#### [AIM OF THE EXERCISE]
Identify every line in the records below that contains the word "canopy", and copy each of those lines in full.

(Object pointing dataset records)

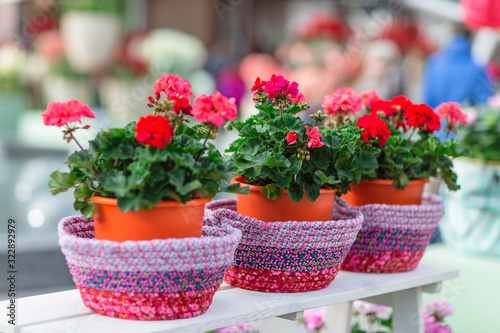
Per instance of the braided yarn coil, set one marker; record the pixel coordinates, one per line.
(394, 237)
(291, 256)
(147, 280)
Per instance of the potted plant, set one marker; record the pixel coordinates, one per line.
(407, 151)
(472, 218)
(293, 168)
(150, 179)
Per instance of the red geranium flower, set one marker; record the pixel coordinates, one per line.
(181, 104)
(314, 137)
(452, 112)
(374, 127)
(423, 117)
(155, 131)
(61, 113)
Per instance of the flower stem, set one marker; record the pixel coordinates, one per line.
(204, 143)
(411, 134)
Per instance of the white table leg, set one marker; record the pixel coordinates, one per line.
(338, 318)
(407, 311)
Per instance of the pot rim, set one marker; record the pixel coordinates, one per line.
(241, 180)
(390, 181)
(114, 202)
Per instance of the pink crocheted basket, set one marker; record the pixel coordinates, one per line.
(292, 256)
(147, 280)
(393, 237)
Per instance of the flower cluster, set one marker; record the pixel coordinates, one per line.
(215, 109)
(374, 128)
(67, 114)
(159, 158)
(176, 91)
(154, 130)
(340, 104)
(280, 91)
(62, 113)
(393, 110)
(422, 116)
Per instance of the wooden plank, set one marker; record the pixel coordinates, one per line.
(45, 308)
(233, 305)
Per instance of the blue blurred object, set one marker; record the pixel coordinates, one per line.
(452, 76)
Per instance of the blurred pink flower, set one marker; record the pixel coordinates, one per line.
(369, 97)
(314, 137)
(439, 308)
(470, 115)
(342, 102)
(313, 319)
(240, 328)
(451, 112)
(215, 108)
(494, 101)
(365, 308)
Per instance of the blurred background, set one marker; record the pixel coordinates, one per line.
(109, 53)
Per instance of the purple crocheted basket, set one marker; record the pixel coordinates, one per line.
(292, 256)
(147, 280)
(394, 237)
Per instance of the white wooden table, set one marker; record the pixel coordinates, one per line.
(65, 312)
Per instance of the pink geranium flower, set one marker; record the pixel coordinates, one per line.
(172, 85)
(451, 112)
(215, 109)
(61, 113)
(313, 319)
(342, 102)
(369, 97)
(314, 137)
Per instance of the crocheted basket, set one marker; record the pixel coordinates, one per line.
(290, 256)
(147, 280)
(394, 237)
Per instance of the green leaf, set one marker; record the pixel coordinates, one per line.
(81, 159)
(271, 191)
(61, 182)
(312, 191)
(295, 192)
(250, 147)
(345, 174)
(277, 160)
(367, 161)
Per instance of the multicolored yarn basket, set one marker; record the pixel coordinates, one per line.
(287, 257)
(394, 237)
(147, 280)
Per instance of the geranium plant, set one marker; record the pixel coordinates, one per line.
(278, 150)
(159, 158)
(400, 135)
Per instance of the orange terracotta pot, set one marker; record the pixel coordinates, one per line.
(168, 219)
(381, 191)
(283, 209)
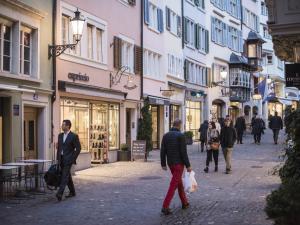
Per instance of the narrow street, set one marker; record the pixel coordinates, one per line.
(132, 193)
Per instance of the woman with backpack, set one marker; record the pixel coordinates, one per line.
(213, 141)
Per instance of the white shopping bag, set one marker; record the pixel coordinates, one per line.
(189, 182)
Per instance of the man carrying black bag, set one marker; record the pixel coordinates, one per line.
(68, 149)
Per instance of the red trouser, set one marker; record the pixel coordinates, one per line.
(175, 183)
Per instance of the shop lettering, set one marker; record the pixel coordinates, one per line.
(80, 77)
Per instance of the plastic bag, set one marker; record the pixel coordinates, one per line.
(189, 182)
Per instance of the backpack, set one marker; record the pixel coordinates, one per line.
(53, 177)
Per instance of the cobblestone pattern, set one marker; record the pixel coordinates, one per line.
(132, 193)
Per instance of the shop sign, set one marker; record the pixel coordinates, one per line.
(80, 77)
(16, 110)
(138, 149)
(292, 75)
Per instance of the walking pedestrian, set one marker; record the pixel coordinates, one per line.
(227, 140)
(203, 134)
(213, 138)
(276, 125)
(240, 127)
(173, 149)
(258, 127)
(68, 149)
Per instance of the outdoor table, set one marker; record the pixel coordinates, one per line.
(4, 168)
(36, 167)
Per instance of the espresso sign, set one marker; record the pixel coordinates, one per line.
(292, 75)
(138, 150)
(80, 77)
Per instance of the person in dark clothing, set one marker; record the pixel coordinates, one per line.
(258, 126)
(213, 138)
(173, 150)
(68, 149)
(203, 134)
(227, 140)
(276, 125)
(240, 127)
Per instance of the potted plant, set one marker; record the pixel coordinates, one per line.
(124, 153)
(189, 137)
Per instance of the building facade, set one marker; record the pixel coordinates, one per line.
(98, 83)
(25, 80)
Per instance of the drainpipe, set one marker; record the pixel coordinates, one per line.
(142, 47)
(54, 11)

...

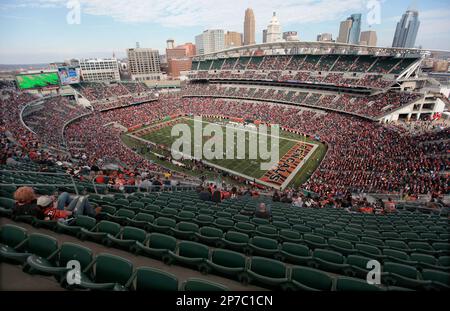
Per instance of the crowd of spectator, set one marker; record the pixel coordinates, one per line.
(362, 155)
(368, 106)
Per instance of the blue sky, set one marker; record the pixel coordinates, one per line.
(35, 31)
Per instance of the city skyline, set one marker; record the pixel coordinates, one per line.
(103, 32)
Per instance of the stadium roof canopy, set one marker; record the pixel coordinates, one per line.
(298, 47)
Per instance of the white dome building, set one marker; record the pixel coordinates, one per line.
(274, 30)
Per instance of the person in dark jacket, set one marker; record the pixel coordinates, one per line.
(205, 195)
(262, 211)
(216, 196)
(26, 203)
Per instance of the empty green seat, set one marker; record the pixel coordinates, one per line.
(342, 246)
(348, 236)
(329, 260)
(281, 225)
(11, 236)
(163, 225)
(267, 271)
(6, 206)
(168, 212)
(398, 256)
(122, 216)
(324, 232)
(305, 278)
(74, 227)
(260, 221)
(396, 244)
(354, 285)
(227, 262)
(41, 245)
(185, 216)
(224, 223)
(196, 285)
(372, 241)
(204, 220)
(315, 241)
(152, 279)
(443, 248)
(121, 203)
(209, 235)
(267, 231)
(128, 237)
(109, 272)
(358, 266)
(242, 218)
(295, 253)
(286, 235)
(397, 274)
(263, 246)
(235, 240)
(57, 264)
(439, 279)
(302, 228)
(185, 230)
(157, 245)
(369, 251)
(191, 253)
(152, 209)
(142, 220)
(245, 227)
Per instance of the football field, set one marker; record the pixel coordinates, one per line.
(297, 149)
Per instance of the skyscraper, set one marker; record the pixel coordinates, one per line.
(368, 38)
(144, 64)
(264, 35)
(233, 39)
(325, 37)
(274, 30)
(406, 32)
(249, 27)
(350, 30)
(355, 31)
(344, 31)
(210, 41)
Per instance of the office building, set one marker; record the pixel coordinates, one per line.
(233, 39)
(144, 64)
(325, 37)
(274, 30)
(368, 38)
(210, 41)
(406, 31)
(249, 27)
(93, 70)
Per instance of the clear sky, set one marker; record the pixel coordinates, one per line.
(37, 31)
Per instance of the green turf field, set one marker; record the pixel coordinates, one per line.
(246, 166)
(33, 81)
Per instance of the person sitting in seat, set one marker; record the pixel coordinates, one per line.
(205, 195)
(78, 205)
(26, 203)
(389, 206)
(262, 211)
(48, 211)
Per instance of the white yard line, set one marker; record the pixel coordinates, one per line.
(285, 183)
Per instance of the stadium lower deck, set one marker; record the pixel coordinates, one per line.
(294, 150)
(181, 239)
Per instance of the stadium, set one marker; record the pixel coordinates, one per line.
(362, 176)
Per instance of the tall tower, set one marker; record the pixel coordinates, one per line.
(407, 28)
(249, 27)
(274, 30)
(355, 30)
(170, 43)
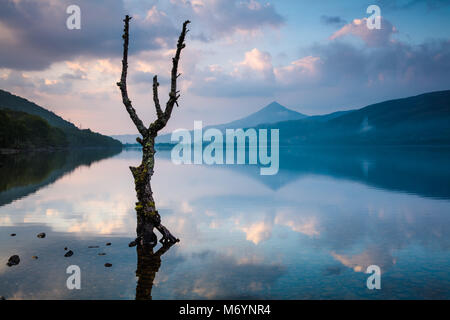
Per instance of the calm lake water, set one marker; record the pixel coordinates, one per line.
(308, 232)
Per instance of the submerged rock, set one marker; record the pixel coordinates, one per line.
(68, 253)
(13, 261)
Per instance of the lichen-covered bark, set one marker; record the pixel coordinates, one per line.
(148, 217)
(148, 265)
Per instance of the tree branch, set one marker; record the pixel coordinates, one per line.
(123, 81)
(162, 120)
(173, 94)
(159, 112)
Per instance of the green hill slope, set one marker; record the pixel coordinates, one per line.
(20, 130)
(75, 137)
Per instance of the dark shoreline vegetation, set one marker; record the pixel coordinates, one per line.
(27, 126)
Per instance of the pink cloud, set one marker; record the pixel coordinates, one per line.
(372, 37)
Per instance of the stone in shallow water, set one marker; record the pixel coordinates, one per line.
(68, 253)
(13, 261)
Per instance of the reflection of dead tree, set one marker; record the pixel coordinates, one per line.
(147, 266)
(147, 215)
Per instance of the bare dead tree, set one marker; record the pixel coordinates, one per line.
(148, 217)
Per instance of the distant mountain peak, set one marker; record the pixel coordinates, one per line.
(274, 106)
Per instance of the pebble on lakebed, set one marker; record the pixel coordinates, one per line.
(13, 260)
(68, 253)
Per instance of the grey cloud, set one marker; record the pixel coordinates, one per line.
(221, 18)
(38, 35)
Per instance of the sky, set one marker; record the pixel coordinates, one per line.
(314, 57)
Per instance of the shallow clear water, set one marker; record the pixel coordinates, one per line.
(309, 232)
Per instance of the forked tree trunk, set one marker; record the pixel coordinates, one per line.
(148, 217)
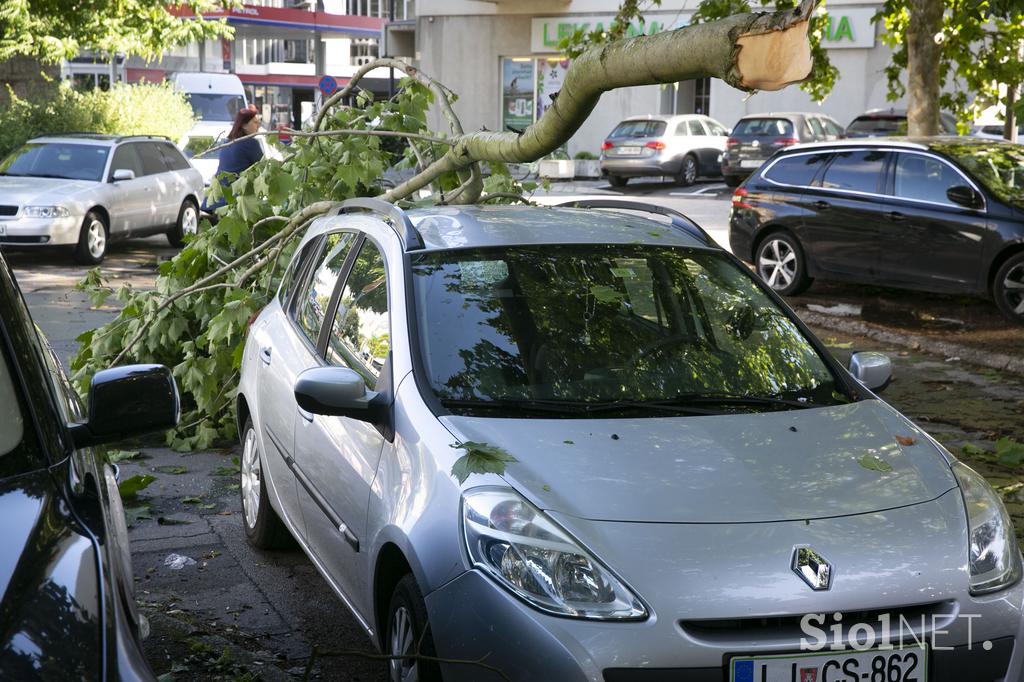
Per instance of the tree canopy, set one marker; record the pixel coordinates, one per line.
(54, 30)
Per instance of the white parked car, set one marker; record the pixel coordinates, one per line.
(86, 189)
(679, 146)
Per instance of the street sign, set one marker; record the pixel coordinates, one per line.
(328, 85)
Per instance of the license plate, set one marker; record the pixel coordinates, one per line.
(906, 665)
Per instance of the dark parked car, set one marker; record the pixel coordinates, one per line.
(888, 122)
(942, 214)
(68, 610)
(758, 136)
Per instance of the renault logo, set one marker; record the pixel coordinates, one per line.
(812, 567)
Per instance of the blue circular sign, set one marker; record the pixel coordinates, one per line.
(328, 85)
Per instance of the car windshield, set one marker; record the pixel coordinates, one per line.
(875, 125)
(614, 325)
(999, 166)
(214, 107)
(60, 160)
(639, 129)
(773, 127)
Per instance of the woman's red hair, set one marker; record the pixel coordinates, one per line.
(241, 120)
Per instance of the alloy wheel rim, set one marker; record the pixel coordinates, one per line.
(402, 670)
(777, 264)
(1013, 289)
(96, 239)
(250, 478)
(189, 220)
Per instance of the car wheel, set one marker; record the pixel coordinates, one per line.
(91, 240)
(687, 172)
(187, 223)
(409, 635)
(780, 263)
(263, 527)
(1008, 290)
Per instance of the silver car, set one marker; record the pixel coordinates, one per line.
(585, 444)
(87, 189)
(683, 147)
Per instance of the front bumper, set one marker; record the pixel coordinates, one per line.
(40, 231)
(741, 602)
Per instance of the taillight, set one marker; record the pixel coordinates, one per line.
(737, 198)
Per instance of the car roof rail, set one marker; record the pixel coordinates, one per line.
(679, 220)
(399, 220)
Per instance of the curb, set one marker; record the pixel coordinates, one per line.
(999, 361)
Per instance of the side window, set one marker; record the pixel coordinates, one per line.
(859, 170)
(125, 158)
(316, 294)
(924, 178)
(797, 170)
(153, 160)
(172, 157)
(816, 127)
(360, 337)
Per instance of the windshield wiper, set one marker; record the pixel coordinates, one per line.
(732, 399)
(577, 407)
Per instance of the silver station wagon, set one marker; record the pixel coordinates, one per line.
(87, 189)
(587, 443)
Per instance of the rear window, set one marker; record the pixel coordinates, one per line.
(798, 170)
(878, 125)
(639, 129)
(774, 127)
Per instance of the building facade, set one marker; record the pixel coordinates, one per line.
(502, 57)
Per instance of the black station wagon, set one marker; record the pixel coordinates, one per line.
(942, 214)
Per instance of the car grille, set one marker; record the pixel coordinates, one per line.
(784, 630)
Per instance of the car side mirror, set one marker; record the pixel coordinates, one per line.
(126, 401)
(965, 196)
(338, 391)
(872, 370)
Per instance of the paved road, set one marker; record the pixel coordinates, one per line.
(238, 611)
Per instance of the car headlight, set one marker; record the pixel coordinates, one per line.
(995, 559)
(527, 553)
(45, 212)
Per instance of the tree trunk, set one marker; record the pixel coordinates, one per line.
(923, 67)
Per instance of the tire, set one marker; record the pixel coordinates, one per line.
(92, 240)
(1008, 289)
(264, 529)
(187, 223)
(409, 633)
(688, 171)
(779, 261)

#### [RESULT]
Per instance of the stadium roof canopy, set one marker; record the pixel coordinates, one per line.
Per instance of the tree canopy, set one marker; record the pixel coordinates, one per line.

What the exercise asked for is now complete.